### Excerpted text
╭──
Sunday, June 14, 2009

A Bad Back Gets You Thinking

I've been hampered by a bad back most of this past week.  Nothing serious, just every once in a while the muscles in my lower back spasm and I walk around looking twice my age.  It's kept me a bit from blogging, some work and, sadly, from the racetrack.  It's been an absolutely gorgeous weekend here in central Minnesota.  Virtually cloudless, mid-70's, light breeze.  No place I would rather be than Canterbury - especially on the backside giving Fizzy some peppermints and letting him know I appreciated the effort in the mud last weekend.  However none of that was meant to be this weekend and now that I can at least sit up a bit to write, there are a couple of musings in my head about local and national racing that I can get out of there now.

What in the world is it with the arcane regulation that if you live in Minnesota you can't bet on Canterbury or Running Aces on an ADW outlet?  I live about 45-minutes from Canterbury and get there once or twice a week to visit Fiz in the morning and maybe the races one afternoon.  I certainly can't get there for every evening, but I'd probably wager on a race or two if I had the capability.  Isn't a small piece of some handle better than zero piece of no handle?  I wouldn't come to the track any less, I just might wager a bit more.

How in the world do we keep the casual fan's interest over the summer?  I expounded on this a bit earlier in the week in a prescripted haze, but I think that this is a real issue.  Some of the best racing in the world takes place in July and August.  Saratoga and Del Mar are legendary.  Monmouth is a great setting for racing and they race all summer long.  What can we do to get the fans that tuned in to the Triple Crown races to tune in to the summer graded stakes?  In July and August only the Virginia Derby is scheduled to be shown on non-racing (HRTV or TVG) television.  Really?  No Travers, no Whitney, no Del Mar Oaks, no Molly Pitcher.  This are great races that may end up with some solid story lines featuring the horses that campaigned over the last six weeks.  What a great opportunity for ESPN to showcase some of these horses before they televise the Breeder's Cup.  September and October are equally as devoid of racing on television.  The Pacific Classic, the Louisiana Super Derby, The Ruffian, the Woodbine Mile - all races that can have an impact on what will happen in November will pass the public by.  What about October 3rd at Belmont?  No less than than five Grade I stakes races will be run: The Jockey Club Gold Cup, The Beldame, Flower Bowl, Joe Hirsch Turf Classic and the Vosburgh.  Only already committed fans will see who will punch the last tickets to Santa Anita on that day on TVG/HRTV.  I personally think that ESPN is doing itself a disservice by not showcasing the major races on the road to the Breeder's Cup.  Racing has already proven it can get decent ratings, now help it build a following - you can only earn more advertising revenue!
╰──
### Problem to work on
Reproduce the entire blog post on Minnesota and summer horse racing word for word.

### Recorded data
╭──
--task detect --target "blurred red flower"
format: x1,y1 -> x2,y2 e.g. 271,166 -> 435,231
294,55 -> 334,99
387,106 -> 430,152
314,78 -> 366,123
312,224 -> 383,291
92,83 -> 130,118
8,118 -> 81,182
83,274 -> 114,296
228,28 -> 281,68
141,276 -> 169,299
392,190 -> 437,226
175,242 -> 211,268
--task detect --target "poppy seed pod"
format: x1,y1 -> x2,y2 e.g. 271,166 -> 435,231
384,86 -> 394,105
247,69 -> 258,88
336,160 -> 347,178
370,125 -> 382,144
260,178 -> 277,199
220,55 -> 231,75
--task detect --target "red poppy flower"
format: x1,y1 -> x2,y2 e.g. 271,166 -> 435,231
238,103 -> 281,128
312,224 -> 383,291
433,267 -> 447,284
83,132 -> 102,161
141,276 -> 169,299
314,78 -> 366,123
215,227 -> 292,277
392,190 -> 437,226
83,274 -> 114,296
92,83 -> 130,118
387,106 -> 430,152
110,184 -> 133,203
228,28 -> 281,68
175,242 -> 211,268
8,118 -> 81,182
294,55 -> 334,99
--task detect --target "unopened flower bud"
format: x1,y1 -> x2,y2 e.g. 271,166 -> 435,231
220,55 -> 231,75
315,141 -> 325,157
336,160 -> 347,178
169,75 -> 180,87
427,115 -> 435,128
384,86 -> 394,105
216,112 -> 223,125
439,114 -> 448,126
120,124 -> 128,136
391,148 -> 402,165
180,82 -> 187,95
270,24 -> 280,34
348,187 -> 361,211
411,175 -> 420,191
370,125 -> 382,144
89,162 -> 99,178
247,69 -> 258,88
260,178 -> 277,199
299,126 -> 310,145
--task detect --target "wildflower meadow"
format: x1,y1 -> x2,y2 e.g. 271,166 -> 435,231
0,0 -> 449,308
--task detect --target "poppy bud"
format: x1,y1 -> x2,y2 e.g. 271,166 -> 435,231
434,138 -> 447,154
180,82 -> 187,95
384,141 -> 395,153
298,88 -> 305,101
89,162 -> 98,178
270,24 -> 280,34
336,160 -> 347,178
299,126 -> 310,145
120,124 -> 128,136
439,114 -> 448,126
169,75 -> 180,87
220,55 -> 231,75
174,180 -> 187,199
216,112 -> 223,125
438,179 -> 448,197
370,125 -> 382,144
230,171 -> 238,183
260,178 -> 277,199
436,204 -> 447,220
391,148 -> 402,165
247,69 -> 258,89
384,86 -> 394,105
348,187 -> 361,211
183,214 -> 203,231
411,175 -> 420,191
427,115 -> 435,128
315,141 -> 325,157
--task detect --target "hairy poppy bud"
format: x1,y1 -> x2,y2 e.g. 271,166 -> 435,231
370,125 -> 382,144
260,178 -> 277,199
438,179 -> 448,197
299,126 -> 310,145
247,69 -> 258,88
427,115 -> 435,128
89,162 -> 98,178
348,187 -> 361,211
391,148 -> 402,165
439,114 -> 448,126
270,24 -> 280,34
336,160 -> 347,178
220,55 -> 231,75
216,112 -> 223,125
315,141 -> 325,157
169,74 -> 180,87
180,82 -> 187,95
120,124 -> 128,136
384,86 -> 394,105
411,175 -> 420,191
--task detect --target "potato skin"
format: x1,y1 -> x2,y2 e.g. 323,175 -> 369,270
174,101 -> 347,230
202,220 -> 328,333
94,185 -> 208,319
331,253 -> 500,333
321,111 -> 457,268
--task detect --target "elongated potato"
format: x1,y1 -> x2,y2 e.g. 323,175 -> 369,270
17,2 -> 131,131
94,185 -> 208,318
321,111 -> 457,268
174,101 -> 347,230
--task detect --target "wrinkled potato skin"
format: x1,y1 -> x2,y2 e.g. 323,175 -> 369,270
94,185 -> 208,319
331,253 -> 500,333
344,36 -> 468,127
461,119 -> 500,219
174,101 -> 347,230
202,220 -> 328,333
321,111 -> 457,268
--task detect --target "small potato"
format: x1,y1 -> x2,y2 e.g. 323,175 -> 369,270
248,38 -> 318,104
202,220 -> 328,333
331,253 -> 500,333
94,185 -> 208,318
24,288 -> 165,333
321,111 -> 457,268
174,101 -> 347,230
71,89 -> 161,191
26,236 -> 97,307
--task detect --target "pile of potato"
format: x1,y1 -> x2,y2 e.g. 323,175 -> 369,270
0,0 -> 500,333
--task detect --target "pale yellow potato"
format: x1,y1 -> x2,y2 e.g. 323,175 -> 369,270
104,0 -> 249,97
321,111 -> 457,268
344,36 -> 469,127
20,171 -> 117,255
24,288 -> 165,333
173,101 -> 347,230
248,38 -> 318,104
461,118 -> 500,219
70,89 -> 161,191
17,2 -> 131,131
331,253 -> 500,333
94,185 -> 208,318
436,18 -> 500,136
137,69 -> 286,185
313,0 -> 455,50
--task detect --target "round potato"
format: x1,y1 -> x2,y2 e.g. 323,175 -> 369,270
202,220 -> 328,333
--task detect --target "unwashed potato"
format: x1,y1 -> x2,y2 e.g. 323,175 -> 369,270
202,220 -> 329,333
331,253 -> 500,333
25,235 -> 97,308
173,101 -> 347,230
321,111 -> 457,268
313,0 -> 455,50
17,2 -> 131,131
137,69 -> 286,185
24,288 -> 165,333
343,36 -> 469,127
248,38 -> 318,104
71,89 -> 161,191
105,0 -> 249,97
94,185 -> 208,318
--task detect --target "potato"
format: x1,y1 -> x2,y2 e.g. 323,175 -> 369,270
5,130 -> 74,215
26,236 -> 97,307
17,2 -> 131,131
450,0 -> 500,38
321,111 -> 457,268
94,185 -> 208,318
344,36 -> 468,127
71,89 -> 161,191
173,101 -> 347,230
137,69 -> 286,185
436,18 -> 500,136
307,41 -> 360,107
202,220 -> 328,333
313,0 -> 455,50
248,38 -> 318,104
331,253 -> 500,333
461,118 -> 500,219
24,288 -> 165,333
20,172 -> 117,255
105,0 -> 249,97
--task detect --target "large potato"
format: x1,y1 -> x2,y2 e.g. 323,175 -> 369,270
╰──
### Response to the exercise
Sunday, June 14, 2009

A Bad Back Gets You Thinking

I've been hampered by a bad back most of this past week.  Nothing serious, just every once in a while the muscles in my lower back spasm and I walk around looking twice my age.  It's kept me a bit from blogging, some work and, sadly, from the racetrack.  It's been an absolutely gorgeous weekend here in central Minnesota.  Virtually cloudless, mid-70's, light breeze.  No place I would rather be than Canterbury - especially on the backside giving Fizzy some peppermints and letting him know I appreciated the effort in the mud last weekend.  However none of that was meant to be this weekend and now that I can at least sit up a bit to write, there are a couple of musings in my head about local and national racing that I can get out of there now.

What in the world is it with the arcane regulation that if you live in Minnesota you can't bet on Canterbury or Running Aces on an ADW outlet?  I live about 45-minutes from Canterbury and get there once or twice a week to visit Fiz in the morning and maybe the races one afternoon.  I certainly can't get there for every evening, but I'd probably wager on a race or two if I had the capability.  Isn't a small piece of some handle better than zero piece of no handle?  I wouldn't come to the track any less, I just might wager a bit more.

How in the world do we keep the casual fan's interest over the summer?  I expounded on this a bit earlier in the week in a prescripted haze, but I think that this is a real issue.  Some of the best racing in the world takes place in July and August.  Saratoga and Del Mar are legendary.  Monmouth is a great setting for racing and they race all summer long.  What can we do to get the fans that tuned in to the Triple Crown races to tune in to the summer graded stakes?  In July and August only the Virginia Derby is scheduled to be shown on non-racing (HRTV or TVG) television.  Really?  No Travers, no Whitney, no Del Mar Oaks, no Molly Pitcher.  This are great races that may end up with some solid story lines featuring the horses that campaigned over the last six weeks.  What a great opportunity for ESPN to showcase some of these horses before they televise the Breeder's Cup.  September and October are equally as devoid of racing on television.  The Pacific Classic, the Louisiana Super Derby, The Ruffian, the Woodbine Mile - all races that can have an impact on what will happen in November will pass the public by.  What about October 3rd at Belmont?  No less than than five Grade I stakes races will be run: The Jockey Club Gold Cup, The Beldame, Flower Bowl, Joe Hirsch Turf Classic and the Vosburgh.  Only already committed fans will see who will punch the last tickets to Santa Anita on that day on TVG/HRTV.  I personally think that ESPN is doing itself a disservice by not showcasing the major races on the road to the Breeder's Cup.  Racing has already proven it can get decent ratings, now help it build a following - you can only earn more advertising revenue!